---------- Provided records

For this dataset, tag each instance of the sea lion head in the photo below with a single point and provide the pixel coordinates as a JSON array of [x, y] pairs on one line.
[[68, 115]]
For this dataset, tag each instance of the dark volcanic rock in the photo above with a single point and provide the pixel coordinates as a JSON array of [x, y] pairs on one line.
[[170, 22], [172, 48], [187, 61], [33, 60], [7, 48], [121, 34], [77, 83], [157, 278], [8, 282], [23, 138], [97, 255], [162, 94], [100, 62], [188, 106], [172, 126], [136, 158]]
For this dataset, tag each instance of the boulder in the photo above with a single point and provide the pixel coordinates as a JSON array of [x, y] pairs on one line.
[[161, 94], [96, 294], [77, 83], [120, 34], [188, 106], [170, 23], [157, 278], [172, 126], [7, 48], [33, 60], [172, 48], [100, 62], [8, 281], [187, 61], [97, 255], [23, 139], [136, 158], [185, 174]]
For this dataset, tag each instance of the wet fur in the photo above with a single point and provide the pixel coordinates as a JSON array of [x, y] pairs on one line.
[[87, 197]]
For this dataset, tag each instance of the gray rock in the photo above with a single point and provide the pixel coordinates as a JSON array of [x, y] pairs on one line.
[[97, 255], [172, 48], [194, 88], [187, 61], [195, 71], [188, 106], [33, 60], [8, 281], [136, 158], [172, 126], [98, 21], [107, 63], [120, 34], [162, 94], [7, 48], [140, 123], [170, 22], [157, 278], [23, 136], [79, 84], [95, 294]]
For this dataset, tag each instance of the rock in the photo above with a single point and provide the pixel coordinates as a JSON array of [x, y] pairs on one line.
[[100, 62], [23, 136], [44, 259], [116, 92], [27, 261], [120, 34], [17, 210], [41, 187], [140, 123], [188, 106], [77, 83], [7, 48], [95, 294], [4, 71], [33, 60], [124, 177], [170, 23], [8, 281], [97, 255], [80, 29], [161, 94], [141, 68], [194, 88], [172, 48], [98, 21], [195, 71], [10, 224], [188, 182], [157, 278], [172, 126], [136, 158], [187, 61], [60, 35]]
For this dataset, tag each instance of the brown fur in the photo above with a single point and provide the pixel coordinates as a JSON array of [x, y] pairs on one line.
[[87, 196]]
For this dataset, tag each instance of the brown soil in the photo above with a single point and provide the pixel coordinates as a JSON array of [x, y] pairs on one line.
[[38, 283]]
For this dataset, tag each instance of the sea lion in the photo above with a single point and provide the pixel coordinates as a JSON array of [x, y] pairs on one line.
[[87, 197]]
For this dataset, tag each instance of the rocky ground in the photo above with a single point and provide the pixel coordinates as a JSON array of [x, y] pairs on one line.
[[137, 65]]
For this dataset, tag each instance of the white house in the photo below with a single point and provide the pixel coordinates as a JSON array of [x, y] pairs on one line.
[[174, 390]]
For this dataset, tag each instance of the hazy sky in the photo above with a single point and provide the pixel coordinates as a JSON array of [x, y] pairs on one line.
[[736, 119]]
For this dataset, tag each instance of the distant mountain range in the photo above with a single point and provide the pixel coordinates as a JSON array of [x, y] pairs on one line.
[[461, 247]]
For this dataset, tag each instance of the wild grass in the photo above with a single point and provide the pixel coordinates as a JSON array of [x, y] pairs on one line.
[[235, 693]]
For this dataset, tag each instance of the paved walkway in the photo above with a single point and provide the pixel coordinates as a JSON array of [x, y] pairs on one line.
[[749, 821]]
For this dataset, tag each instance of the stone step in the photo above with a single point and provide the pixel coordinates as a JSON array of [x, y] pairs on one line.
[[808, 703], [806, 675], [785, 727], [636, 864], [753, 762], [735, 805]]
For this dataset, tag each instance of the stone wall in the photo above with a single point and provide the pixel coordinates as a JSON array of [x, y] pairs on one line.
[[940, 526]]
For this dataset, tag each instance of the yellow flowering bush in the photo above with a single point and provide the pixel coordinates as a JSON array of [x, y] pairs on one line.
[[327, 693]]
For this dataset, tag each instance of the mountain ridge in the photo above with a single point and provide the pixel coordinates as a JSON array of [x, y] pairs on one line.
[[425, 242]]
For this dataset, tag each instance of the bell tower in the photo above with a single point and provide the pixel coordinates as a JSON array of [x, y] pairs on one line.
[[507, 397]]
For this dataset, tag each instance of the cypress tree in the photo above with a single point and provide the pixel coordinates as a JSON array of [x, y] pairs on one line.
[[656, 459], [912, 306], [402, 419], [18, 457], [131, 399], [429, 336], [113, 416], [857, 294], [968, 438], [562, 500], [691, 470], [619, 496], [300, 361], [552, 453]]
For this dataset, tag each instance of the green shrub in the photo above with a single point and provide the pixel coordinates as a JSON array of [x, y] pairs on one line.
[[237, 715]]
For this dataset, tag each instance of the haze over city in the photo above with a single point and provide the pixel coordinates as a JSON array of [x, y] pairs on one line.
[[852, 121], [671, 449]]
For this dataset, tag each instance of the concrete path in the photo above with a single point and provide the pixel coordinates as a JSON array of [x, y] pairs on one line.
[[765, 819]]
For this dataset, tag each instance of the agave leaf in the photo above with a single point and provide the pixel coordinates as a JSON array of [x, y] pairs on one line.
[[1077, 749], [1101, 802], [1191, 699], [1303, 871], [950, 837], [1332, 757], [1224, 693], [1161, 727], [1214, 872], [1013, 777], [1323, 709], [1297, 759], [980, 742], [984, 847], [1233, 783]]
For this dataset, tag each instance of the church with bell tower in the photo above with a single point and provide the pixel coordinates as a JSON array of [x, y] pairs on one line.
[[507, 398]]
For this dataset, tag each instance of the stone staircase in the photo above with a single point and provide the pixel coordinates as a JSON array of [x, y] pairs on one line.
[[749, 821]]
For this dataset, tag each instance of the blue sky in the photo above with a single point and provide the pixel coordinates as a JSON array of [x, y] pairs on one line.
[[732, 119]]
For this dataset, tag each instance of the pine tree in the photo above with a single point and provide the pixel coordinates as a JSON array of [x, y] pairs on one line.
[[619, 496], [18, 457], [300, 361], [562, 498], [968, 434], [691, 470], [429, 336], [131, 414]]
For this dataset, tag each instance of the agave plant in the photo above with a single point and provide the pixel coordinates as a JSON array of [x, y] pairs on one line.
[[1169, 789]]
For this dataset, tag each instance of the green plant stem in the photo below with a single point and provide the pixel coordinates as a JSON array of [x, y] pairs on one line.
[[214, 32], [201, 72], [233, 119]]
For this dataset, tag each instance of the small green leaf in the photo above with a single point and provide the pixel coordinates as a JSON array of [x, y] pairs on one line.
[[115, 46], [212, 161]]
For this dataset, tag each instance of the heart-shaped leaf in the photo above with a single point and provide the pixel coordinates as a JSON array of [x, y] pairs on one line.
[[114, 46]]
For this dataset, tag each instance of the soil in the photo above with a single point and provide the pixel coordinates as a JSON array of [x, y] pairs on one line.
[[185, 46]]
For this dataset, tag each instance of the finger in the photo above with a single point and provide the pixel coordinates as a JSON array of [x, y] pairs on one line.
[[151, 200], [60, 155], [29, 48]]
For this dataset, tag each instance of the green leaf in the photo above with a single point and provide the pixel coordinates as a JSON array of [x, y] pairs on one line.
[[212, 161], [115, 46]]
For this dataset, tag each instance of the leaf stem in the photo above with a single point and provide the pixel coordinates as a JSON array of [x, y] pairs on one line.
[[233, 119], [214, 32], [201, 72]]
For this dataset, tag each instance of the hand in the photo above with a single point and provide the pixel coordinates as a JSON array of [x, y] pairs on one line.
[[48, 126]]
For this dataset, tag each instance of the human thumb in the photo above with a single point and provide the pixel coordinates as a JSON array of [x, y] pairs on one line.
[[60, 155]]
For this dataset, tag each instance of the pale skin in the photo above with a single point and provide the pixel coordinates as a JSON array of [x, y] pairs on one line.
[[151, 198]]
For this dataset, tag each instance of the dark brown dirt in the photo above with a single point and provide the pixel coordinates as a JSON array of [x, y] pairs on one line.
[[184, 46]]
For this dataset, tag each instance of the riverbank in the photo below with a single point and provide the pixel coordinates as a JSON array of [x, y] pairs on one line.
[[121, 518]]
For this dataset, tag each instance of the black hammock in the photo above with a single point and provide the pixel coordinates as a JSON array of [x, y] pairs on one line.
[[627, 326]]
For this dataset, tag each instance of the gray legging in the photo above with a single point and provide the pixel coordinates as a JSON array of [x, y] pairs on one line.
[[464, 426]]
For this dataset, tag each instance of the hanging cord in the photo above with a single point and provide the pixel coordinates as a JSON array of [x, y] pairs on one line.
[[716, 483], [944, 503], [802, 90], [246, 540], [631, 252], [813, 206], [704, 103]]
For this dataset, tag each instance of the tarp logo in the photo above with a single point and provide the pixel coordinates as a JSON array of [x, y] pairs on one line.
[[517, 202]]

--------------------

### Written task
Turn the lines of the records, from the very first line up to and including the line with "126], [136, 158]]", into a numbered list, leaving out any blank lines.

### Final result
1. For this dataset, tag each instance of the sea lion head in the photo below with a single point and provide the pixel coordinates as a JSON array of [x, y] pairs on one line.
2. [[68, 115]]
3. For this dataset, tag each instance of the dark volcanic rock in the photo above with a single point and provide the pixel coordinates as a JSON array of [x, y] pairs on one line.
4. [[170, 22], [172, 48], [187, 61], [33, 60], [7, 48], [121, 34], [77, 83], [157, 278], [8, 282], [23, 138], [97, 255], [162, 94], [100, 62], [188, 106], [172, 126], [136, 158]]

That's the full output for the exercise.